··· 提供された文章 ···

超高性能を実現するにも、コストを含めて総合的に評価すると、大量に生産されている汎用マイクロプロセッサを使う方式が圧倒的に有利なことを物語っている。
汎用プロセッサを使ったものにも、大きく分けると2種類ある。汎用プロセッサだけを使ったホモジニアスなものと、汎用プロセッサのほか、演算専用のプロセッサも使ったヘテロジニアスなものだ。
ホモジニアスなものは構成が単純で、アプリケーション・プログラムの開発が比較的容易である。日本の「京」、IBMのBlue
Gene、クレイのJaguarなどがこれに属する。
一方、ヘテロジニアスなものは構成が複雑で、機種ごとに構成が違うため、ハードウェアの性能を十分に引き出すプログラムの開発が難しい。しかし、演算を演算専用のプロセッサで行うため効率よく高性能を実現できる。
今年6月の統計では、ヘテロジニアスなものは上位500システム中の19システム(約4%)である。しかし、上位100システム中では10システム(10%)、上位10システム中では4システム(40%)がヘテロジニアスで、本方式が超高性能実現の有力な手段になりつつあることを示している。
ヘテロジニアスには2系統ある
ヘテロジニアスには、現在2系統のものがある。
1つは2001年から2005年にかけてソニー、IBM、東芝が共同開発したCellというLSIを使ったものだ。Cellは汎用と演算用の2種のプロセッサを内蔵していて、ソニーはこれをビデオゲーム機に使うとともに、情報家電製品に広く使おうとしていた。小生は2005年5月号の本コラムで、本計画に疑問を呈するとともに、Cellの技術は将来スーパーコンピュータの有力な選択肢になるだろうと記した。(1)
その後、2008年9月号に記したように、同年IBMはCellを使ったスーパーコンピュータRoadrunnerを発表した。(2)
今年6月の上位500システムでは、ヘテロジニアス方式の19システム中、5システムがCellを使ったものだ。
CellのようなヘテロジニアスなマルチコアのLSIを使えば、高速化、低電力化には非常に有利だ。しかしその開発には莫大な費用がかかり、現在手がけているのはIBMだけである。他に本方式のLSIを開発する可能性があるのはインテルぐらいではなかろうか?
一方、2008年に東京工業大学のTUBAMEという、演算用にGPU
(Graphics Processing Unit)を使ったものが現れた。GPUはもともと図形の処理を高速化するためのLSIだが、これをスーパーコンピュータに適用して、安価に高性能を実現しようとするものだ(a)。同じようにGPUを使ったものが2010年以降急速に増え、今年6月の上位500システムでは、ヘテロジニアス方式の19システムの内14システムがGPUを使っている。順位が第2位と第4位の中国のスーパーコンピュータも、インテルのマイクロプルセッサとNVIDIAのGPUを組み合わせたものだ。半導体の開発・生産能力がなくてもCPUとGPUのLSIを買ってくれば、比較的簡単に安くスーパーコンピュータを作れる時代になった。

···

◆ 指示 1
提供された文章によれば、ヘテロジニアスな方式では、なぜ効率よく高性能を実現できるのか。その理由を一、二文で説明しなさい。
◆ 指示 2
提供された文章で、2001年から2005年にかけて汎用と演算用の2種のプロセッサを内蔵するLSIを共同開発したとされる企業を、すべて挙げなさい。
◆ 指示 3
提供された文章によると、今年6月の上位500システムのうち、ヘテロジニアス方式でGPUを使っているのは何システムか。

··· データ部分 ···

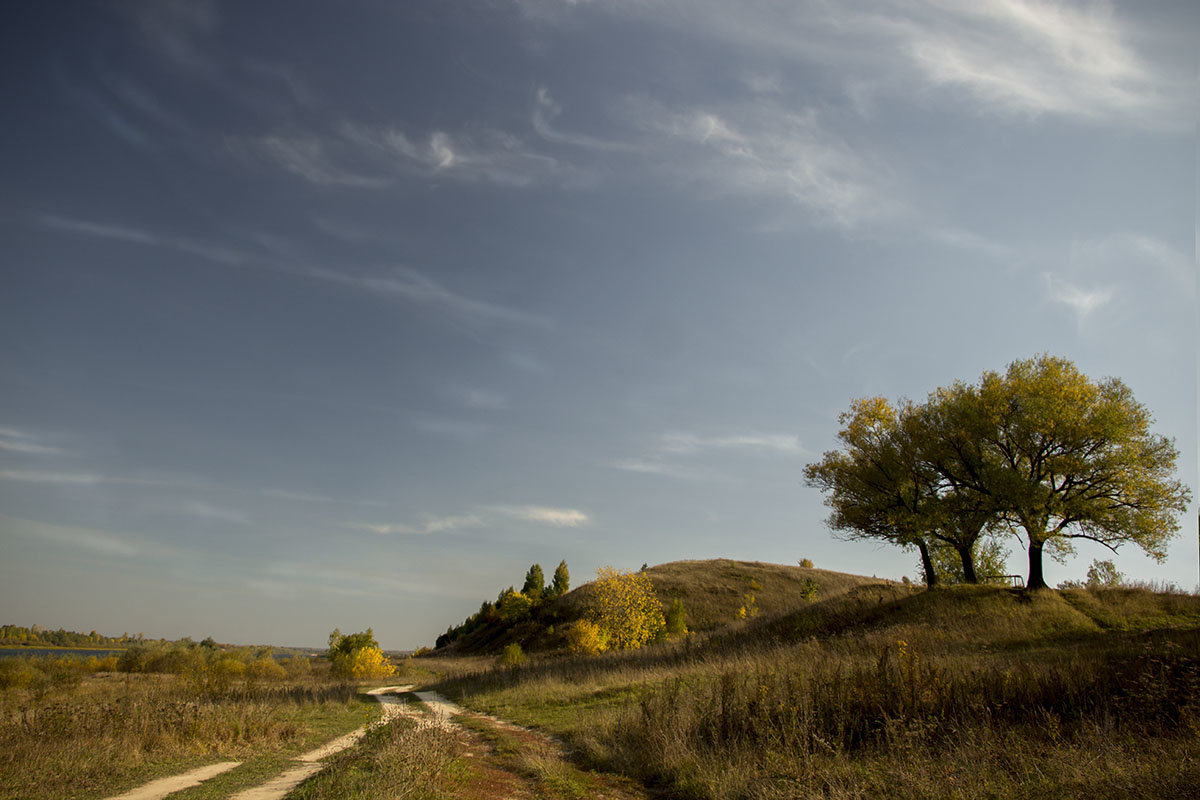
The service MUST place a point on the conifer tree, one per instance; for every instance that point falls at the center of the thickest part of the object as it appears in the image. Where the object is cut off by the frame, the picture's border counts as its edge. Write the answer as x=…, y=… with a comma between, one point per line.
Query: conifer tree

···

◆ 期待される出力 1
演算を演算専用のプロセッサで行うためである。

◆ 期待される出力 2
ソニー、IBM、東芝

◆ 期待される出力 3
14システムである。